### REQUIRED WORK
(A) Answer these questions from the article on Ontario's public-private schemes below:
(i) What was the name of the arm's-length public agency the Liberal government set up to run the province's air ambulance service?
(ii) Who is the provincial auditor general named in the article?
(iii) When the government privatized regulation, what authority did it give industry groups?
(B) Continue the article on Ontario's public-private schemes below, starting after its last sentence.

### EXCERPT
---

Ontario’s misplaced and expensive fascination with public-private schemes

tay

Hall of Fame Member
May 20, 2012
11,548
0
36
Ontario’s Liberal government has an almost pathological desire to involve the private sector in public business.


When awarding contracts for new power plants, it has favoured private electricity firms over publicly owned Ontario Power Generation.



It insists that large-scale public construction projects, such as hospitals, be handled by private firms paid from the public purse.

It is anxious to contract out the delivery of public medicare services to private clinics.



For a while, it even privatized regulation, giving industry groups the authority to charge consumers fees for handling electronic and other kinds of waste.



In one notorious case, the Liberal government established an arm’s-length public agency called ORNGE to run the province’s air ambulance service. Then, inexplicably, it allowed this agency to set up a web of privately owned, profit-making subsidiaries.



Finally, someone has blown the whistle.



On Tuesday, provincial auditor general Bonnie Lysyk zeroed in on just one element of the pathology — the government’s overweening urge to have private-sector firms design, fund, construct and manage public projects.

---

### DATA EXCERPT
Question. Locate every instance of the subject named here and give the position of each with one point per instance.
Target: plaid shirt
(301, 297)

---

### RESULTS OF THE EXERCISE
(A)
(i) ORNGE
(ii) Bonnie Lysyk
(iii) The authority to charge consumers fees for handling electronic and other kinds of waste

(B)
The government refers to these as alternative financing and procurement schemes. It says they save taxpayers money.



Do they? Lysyk looked at 74 public-private projects started since 2005 to answer that question. She found that, in total, they cost $8 billion more than if they had been built and managed by the government alone.



In one telling example, she looked at the construction of two near-identical buildings for an unnamed Mississauga college.

The first, handled by the public sector, was completed on time and on-budget.



Over the objection of the both the college and then mayor Hazel McCallion, the government decreed that the second building be funded and handled by a private project manager.



When the figures are adjusted for inflation and other variables, that second building is expected to cost taxpayers 10 per cent more per square foot.



The reason is straightforward. Big projects are always built with borrowed money. And governments can borrow far more cheaply than private firms.



Private project managers also tend to charge higher legal and management fees. As well, they must return profits to their owners.



Aficionados of public-private partnerships insist that while all of this may be true, privately managed projects are far more likely to come in on time and under budget. That is the argument used by Infrastructure Ontario , the body charged with handling public-private deals.



It says that if the 74 projects had been handled by the public sector, delays and overruns would have cost taxpayers — in net terms — about $6 billion more.



It also says that publicly managed projects are five times more likely to come in over budget than privately managed ones.



Is any of this true? Lysyk is not convinced. She points out that Infrastructure Ontario has no empirical evidence to back up its claims and instead bases them on the judgment of outside advisers who, her report says, make their case “anecdotally” and tend to cast publicly managed projects “in a negative light.”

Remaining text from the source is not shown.